**QUOTED TEXT**
(begin)

Readers here at the Sharp Sight blog will know that we think that data analysis is a valuable and highly under-appreciated skill.

More often than not, a lot of junior-level data science simply amounts to hard-core data analysis. Lower level data science is like data analysis with power tools (such as R or Python).

At more advanced levels, data science can be more complicated than mere data analysis, but at lower levels, data analysis will be a large amount of your work.

That being the case, it pays to be able to do data analysis. You need to be able to explore datasets. You need to be able to clean datasets. You need to be able to find insights in data.

Traditionally, over the last few decades, the tool of choice for this was Microsoft Excel. More recently, the “data analysis” field evolved and became more advanced. Somewhere in the mid to late 90’s, “analysts” began using power tools like SQL, SAS and SPSS.

As the field evolved, you started seeing data analysis departments start calling themselves “analytics” departments. People in these departments used the data “power tools” of the time (SQL, SAS, SPSS) to create business value from larger amounts of data than was previously possible with Excel alone. In some sense, that’s all “analytics” was … it was just “data analysis” with power tools.

In many ways, “data science” is just the next evolution of analytics, which was just an evolution of data analysis. That is to say, “data science” is often just a really advanced version of data analysis.

(end)

**WHAT IS REQUIRED**
Name every software tool that the passage on data analysis above mentions.

**STORED ROWS**

(begin)

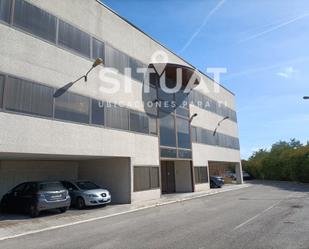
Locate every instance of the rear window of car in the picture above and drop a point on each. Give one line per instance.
(51, 186)
(87, 185)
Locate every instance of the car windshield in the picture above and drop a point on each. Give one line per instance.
(50, 186)
(87, 185)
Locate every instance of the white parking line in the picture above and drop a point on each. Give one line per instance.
(120, 213)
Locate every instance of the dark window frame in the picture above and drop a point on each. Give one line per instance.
(67, 43)
(146, 181)
(47, 37)
(199, 176)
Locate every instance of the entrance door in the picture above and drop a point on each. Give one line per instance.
(168, 177)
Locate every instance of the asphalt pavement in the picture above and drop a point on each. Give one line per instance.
(266, 215)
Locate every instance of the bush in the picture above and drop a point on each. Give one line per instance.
(286, 161)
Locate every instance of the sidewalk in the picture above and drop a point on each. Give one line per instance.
(12, 226)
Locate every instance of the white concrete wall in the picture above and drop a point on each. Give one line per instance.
(183, 176)
(209, 120)
(113, 174)
(202, 187)
(13, 173)
(145, 195)
(203, 153)
(24, 134)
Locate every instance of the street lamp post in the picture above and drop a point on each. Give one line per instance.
(63, 89)
(192, 117)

(end)

**SOLUTION TO THIS PROBLEM**
R, Python, Microsoft Excel, SQL, SAS, SPSS